_Text for analysis_
==========

# Service



## rrs18 (Nov 15, 2005)

Just a note posted here to thank George for the great service he provided on my last order for two kits including the New Zealand Cabernet Blanc and an Island Mist Green Apple Reisling.


Thanks again.


----------



## PolishWineP (Nov 15, 2005)

I heard a rumor that as far as Customer Service, George is the bomb!


----------



## MedPretzel (Nov 15, 2005)




----------



## Fruit n Nut (Nov 15, 2005)

Am I missing summat 'ere ??


----------



## PolishWineP (Nov 15, 2005)

Someone else had commended George the other day and I commented to him that he's the bomb of customer service. He had to ask his 14 yr old what that meant before he knew it was a compliment!


----------



## Fruit n Nut (Nov 15, 2005)

Lol, I remember the thread in question, gee I must keep of the cyser


----------



## jobe05 (Nov 15, 2005)

I can't speak personaly about Georges customer service "yet". But I can say, that the little bit that I have been here and have had discussions with George, He is a true gentleman and businessman. Based on what I have seen (read), and have read what others have to say about him, I would Have to say he is the best that I have ever seen in the wine supply business. Based on what I see of his on line catalog and his prices, George can provide me with the bulk of my supply needs cheaper than any of my local suppliers can, and thats after you include shipping. It's for these reasons, George has a new customer and friend. And look at the dedication he gives to this board.......... Does he ever stop!


----------



## MedPretzel (Nov 15, 2005)

jobe05 said:


> I can't speak personaly about Georges customer service "yet". But I can say, that the little bit that I have been here and have had discussions with George, He is a true gentleman and businessman. Based on what I have seen (read), and have read what others have to say about him, I would Have to say he is the best that I have ever seen in the wine supply business. Based on what I see of his on line catalog and his prices, George can provide me with the bulk of my supply needs cheaper than any of my local suppliers can, and thats after you include shipping. It's for these reasons, George has a new customer and friend. And look at the dedication he gives to this board.......... Does he ever stop!







You said it!!!



George even urged me to go to my local-yokels, telling me hownice andthat they have the same ethics as he, but ....





*Nah!*





I like him and his place so much more.



And like I told him the other day, I will plug his site shamelessly elsewhere. Good businesses _with the right ethics_ _and passion_ must be brought attention to, in my opinion. 





P.S. I believe in "teenie-talk" it's called "Da Bomb"



Btu whadda I know, I have no kids, and I'm not close to being teenie anymore.



*Edited by: MedPretzel *


----------



## peterCooper (Nov 15, 2005)

I have kids and they DO NOT SAY "Da Bomb" They say "Can I have some of 
your wine!" and I say "No" and they say "daaad?"

George has a problem. How can he keep up the incredible service? I still 
cannot believe that when I order on day one I have two emails by day two, 
one saying we received your order, thee next saying we shipped your order 
and then the UPS man arrives on day three.

George, if you're not careful, people will begin to think you care about your 
customers, and treat them like friends. Then where will the rest of the world 
be? Shame on you!


----------



## geocorn (Nov 15, 2005)

What can I say, but"THANK YOU VERY MUCH!!!"

==========

_Material supplied_
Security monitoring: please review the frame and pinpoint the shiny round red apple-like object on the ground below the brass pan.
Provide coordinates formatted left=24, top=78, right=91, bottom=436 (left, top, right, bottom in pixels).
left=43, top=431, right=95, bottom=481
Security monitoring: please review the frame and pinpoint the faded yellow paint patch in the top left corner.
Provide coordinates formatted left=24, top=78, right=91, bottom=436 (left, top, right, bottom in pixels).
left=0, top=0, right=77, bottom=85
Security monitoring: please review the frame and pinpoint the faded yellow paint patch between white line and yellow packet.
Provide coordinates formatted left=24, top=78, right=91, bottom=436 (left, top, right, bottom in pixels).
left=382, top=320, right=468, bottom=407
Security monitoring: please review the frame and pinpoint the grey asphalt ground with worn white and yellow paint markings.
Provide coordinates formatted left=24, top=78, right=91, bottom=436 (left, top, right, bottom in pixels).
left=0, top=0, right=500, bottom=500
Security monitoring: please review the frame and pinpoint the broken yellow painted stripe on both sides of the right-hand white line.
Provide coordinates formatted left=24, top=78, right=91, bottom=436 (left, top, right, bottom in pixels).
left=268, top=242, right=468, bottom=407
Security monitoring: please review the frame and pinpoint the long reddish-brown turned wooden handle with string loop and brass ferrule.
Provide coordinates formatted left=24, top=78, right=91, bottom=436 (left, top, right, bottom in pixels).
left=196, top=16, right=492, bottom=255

==========

_Explore the material_
A. List each distinct username that posts in the forum thread about George's customer service.
B. Carry on the forum thread about George's customer service after its final post.

_Results of the exercise_
A. rrs18, PolishWineP, MedPretzel, Fruit n Nut, jobe05, peterCooper, geocorn

B.
I love what I do and I thank my lucky stars for every customer I have. To be quite honest, taking care of home wine makers is fun. I have a saying, "If everybody in the world made wine, we would have peace!" Wine makers have an excellent perspective on life.


Besides, I have the best customers, ANYWHERE!!!!!!!!!!!!!!!!!!


----------



## jobe05 (Nov 23, 2005)

Wow.... Now thats service!


My wife placed an order with George (from my wish list, but she signed in under her name, Rebecca) and we got the order already. Again, my wife shopped around the local shops (waste of time) and even she said "How does he do it". Even with shipping everything was cheaper than buying it local.


She won't tell me what she got me of course (which is why she didn't order from my wish list, because I would know) But one of the boxes looks like corking just got easier in my future.......







Thanks George for the great service, having a great web site and coming up with the "wish list". You impressed my wife who knows nothing about you, your site or wine makingwine making. That makes me very happy to know she now has a place to go to get.......... birthday presents......... fathers day presents...........


----------



## geocorn (Nov 23, 2005)

Birthday........






Now that give me an idea. What if I asked registered users for birthday (month and day, only). Then in their birthday month, I could send them a birthday wish with a coupon. Awe, probably just another bad idea......


----------



## Angell Wine (Nov 23, 2005)

Keep talking George, Keep talking.


----------



## jobe05 (Nov 23, 2005)

I think it's a great Idea......


Isn't the B'day info in everyones set up files here on the forum? Can you access that george? Even a quick email or a .37 post card with a few % off your next order.............. I love it........


Your a good businessman George.... and getting better every day!


----------



## geocorn (Nov 23, 2005)

Now, I've done it. Just have to figure out how to do this. Why does everything require WORK?


Funny, I don't think that anything I do is close to "rocket science". It is really very simple. My customers are the number one asset I have. I take care of my computer, my store, my inventory. Why would I not take care of my customers?


----------



## Waldo (Nov 24, 2005)

Can I be first George, I was born in Jan, Feb.,Mar., Apr., May, June, July, Aug., Sept., Oct., Nov. and Dec.


I have had so many different lives


----------



## MedPretzel (Nov 24, 2005)

me too.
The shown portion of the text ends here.